Reading passage
__________________________________________________

According to a prospective, randomized controlled trial nasal continuous positive airway pressure (nCPAP) may reduce pulmonary morbidity after cardiac surgery.
Continuous positive airway pressure is a noninvasive respiratory support technique that may prevent pulmonary complications following cardiac surgery, write Alexander Zarbock, MD, from University of Muenster in Muenster, Germany, and colleagues. This study was conducted to determine the efficacy of prophylactic…nCPAP compared with standard treatment.
After extubation either in the operating room or in the intensive care unit (ICU), 500 patients scheduled for elective cardiac surgery were prospectively randomly assigned to standard treatment including 10 minutes of intermittent nCPAP at 10-cm H2O every 4 hours or to prophylactic nCPAP at an airway pressure of 10-cm H2O for at least 6 hours. The main outcome measures were pulmonary complications, including hypoxemia, defined as PaO2/fraction of inspired oxygen (FIO2) of less than 100; pneumonia; and reintubation. The secondary outcome measure was the rate of readmission to the ICU or intermediate care unit (IMCU).

__________________________________________________

[Text-to-region grounding records]

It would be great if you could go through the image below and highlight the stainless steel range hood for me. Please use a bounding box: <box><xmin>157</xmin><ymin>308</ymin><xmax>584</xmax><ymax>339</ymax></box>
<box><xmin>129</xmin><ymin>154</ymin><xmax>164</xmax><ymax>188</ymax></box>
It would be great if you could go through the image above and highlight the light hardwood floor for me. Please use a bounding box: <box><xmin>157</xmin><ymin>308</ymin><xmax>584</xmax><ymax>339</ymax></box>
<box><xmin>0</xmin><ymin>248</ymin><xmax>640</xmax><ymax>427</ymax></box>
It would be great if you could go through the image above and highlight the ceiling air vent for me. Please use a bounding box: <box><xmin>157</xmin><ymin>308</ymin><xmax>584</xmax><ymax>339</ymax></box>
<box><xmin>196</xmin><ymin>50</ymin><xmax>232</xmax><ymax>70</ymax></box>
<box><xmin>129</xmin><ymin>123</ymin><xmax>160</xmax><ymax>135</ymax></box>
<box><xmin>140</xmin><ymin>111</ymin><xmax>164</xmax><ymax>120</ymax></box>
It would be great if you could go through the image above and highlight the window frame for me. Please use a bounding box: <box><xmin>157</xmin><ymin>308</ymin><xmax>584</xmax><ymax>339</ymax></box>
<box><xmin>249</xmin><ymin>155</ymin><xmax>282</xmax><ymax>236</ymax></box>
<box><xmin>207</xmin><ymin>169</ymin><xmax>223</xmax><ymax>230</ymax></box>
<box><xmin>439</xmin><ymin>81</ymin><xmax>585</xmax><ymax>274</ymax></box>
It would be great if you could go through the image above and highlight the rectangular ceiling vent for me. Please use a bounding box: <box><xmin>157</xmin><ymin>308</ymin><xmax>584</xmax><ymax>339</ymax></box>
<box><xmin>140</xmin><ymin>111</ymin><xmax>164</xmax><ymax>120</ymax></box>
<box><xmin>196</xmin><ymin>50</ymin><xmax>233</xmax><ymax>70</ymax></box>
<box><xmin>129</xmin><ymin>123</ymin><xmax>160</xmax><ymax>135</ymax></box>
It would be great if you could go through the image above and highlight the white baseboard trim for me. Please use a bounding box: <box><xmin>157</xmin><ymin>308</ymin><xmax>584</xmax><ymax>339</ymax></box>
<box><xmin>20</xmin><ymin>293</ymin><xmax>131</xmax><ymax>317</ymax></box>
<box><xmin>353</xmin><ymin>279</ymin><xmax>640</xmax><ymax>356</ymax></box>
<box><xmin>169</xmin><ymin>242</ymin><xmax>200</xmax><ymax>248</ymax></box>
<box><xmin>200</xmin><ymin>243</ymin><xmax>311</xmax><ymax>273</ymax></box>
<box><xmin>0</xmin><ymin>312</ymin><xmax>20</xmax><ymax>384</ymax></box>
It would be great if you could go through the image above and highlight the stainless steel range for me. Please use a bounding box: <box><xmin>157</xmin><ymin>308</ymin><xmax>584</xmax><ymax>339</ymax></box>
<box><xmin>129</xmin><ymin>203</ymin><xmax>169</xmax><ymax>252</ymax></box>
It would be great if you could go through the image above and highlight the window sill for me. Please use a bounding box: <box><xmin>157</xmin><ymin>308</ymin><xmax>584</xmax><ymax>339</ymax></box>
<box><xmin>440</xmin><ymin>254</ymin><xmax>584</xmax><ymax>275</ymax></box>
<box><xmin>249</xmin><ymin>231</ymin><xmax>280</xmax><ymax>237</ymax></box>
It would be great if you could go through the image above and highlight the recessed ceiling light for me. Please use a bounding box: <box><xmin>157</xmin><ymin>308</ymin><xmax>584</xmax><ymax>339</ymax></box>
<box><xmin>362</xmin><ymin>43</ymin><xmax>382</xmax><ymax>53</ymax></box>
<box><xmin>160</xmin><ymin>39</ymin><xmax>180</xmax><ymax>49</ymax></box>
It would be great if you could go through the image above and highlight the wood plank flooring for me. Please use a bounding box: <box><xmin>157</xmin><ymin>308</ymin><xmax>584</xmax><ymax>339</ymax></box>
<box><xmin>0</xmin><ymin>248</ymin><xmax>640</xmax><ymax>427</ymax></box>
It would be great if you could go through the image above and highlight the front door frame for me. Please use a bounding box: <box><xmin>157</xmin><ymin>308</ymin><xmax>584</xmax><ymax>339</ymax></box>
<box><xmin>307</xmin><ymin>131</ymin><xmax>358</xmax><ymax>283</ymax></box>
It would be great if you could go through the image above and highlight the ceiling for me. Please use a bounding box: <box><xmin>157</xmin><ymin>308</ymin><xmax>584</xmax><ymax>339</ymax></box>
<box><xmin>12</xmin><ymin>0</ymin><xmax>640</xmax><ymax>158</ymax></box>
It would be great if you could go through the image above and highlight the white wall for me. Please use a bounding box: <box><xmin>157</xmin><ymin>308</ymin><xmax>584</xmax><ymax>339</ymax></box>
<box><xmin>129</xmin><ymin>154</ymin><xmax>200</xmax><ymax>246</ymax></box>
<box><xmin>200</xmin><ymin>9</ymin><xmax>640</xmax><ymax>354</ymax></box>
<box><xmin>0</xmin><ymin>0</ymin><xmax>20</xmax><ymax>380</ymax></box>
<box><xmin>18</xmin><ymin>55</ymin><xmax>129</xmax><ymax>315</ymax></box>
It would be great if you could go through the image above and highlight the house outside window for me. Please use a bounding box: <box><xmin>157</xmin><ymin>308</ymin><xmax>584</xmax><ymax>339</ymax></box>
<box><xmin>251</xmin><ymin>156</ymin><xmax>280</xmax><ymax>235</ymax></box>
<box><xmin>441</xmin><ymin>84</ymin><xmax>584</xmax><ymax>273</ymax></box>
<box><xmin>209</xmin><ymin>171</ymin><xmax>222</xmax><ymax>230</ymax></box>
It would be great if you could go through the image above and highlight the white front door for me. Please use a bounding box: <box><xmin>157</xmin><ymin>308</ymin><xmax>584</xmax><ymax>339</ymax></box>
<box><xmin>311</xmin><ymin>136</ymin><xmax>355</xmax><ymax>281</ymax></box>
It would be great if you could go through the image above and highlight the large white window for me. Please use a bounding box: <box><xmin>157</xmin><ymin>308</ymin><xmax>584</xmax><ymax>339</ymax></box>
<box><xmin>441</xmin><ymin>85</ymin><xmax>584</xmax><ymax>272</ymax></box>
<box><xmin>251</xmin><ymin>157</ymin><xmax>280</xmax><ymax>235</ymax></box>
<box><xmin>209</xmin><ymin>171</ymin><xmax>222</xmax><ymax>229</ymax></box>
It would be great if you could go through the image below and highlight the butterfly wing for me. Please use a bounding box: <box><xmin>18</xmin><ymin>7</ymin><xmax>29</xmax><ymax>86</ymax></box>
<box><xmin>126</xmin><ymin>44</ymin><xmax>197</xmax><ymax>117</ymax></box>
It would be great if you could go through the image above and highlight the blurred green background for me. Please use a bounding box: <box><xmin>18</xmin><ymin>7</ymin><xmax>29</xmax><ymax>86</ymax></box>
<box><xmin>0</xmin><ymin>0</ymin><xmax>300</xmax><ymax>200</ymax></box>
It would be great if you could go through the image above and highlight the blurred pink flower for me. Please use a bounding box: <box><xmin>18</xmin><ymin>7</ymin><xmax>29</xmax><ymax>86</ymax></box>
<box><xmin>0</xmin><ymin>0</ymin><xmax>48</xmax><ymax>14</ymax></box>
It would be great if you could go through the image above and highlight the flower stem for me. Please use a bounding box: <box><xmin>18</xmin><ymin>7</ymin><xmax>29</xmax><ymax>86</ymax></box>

__________________________________________________

Exercise
Retype the full passage on nasal CPAP after cardiac surgery word for word.

Result of this task
According to a prospective, randomized controlled trial nasal continuous positive airway pressure (nCPAP) may reduce pulmonary morbidity after cardiac surgery.
Continuous positive airway pressure is a noninvasive respiratory support technique that may prevent pulmonary complications following cardiac surgery, write Alexander Zarbock, MD, from University of Muenster in Muenster, Germany, and colleagues. This study was conducted to determine the efficacy of prophylactic…nCPAP compared with standard treatment.
After extubation either in the operating room or in the intensive care unit (ICU), 500 patients scheduled for elective cardiac surgery were prospectively randomly assigned to standard treatment including 10 minutes of intermittent nCPAP at 10-cm H2O every 4 hours or to prophylactic nCPAP at an airway pressure of 10-cm H2O for at least 6 hours. The main outcome measures were pulmonary complications, including hypoxemia, defined as PaO2/fraction of inspired oxygen (FIO2) of less than 100; pneumonia; and reintubation. The secondary outcome measure was the rate of readmission to the ICU or intermediate care unit (IMCU).